(Items listed in a dataset)

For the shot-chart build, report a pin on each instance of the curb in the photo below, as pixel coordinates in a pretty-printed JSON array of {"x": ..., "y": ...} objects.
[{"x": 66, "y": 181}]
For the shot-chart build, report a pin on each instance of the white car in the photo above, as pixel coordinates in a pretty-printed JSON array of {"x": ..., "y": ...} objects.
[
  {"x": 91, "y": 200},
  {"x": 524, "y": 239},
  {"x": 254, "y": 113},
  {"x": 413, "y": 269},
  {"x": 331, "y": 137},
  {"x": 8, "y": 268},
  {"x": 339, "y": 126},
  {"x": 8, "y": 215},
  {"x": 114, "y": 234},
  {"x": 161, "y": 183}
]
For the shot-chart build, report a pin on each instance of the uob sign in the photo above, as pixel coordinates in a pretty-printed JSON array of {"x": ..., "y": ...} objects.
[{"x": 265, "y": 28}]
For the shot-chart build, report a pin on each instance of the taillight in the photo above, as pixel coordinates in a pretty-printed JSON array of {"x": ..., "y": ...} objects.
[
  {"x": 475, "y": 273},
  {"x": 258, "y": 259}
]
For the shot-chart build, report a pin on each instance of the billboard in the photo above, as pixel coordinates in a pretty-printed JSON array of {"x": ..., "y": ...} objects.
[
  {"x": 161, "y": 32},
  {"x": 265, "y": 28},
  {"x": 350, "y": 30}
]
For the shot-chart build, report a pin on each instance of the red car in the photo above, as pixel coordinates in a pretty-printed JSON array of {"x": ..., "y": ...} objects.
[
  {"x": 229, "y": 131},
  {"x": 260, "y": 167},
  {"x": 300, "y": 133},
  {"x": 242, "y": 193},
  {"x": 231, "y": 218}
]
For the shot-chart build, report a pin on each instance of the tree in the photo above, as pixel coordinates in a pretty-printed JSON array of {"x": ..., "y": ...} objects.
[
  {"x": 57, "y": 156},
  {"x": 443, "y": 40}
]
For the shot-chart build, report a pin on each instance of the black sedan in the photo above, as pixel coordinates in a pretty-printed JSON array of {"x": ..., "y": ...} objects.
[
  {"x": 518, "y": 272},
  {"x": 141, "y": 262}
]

**Your goal:** Rewrite the records above as a JSON list of strings, one string per line, leaving out any blank lines.

**Answer to the exercise:**
[
  "For the shot-chart build, report a pin on each instance of the curb in the photo below, as pixel coordinates in a pretty-printed JSON array of {\"x\": ..., \"y\": ...} objects.",
  "[{\"x\": 66, \"y\": 181}]",
  "For the shot-chart build, report a pin on each instance of the white car in the photo above, as pixel coordinates in a pretty-printed JSON array of {\"x\": ..., \"y\": ...} objects.",
  "[",
  "  {\"x\": 91, \"y\": 200},",
  "  {\"x\": 524, \"y\": 239},",
  "  {\"x\": 254, \"y\": 113},",
  "  {\"x\": 413, \"y\": 269},",
  "  {\"x\": 331, \"y\": 137},",
  "  {\"x\": 8, \"y\": 268},",
  "  {\"x\": 339, \"y\": 126},",
  "  {\"x\": 8, \"y\": 215},",
  "  {\"x\": 114, \"y\": 234},",
  "  {\"x\": 161, \"y\": 183}",
  "]",
  "For the shot-chart build, report a pin on each instance of the uob sign in the photo above, as pixel coordinates in a pretty-printed JSON array of {\"x\": ..., \"y\": ...} objects.",
  "[{\"x\": 265, \"y\": 28}]",
  "For the shot-chart build, report a pin on each instance of the taillight in the photo above, as pixel coordinates in a pretty-printed JSON array of {\"x\": ..., \"y\": ...} objects.",
  "[",
  "  {\"x\": 475, \"y\": 273},",
  "  {\"x\": 258, \"y\": 259}",
  "]",
  "For the shot-chart build, report a pin on each instance of the billboard in the photo above, as pixel coordinates in a pretty-printed JSON array of {\"x\": ..., \"y\": ...} objects.",
  "[",
  "  {\"x\": 161, \"y\": 32},",
  "  {\"x\": 265, \"y\": 28},",
  "  {\"x\": 350, \"y\": 30}",
  "]",
  "For the shot-chart build, report a pin on each instance of the red car in the photo above, as pixel coordinates in a pretty-printed JSON array of {\"x\": ..., \"y\": ...} objects.",
  "[",
  "  {\"x\": 229, \"y\": 131},",
  "  {\"x\": 260, \"y\": 167},",
  "  {\"x\": 300, \"y\": 133},",
  "  {\"x\": 242, \"y\": 193},",
  "  {\"x\": 231, \"y\": 218}",
  "]",
  "For the shot-chart build, report a pin on each instance of the tree in the photo above, as pixel coordinates in a pretty-printed JSON array of {\"x\": ..., \"y\": ...} objects.",
  "[",
  "  {\"x\": 57, \"y\": 156},",
  "  {\"x\": 443, \"y\": 40}",
  "]",
  "For the shot-chart build, report a pin on each instance of the black sedan in the photo above, as pixel coordinates in a pretty-printed JSON array of {\"x\": ..., \"y\": ...} objects.",
  "[",
  "  {\"x\": 518, \"y\": 272},",
  "  {\"x\": 141, \"y\": 262}",
  "]"
]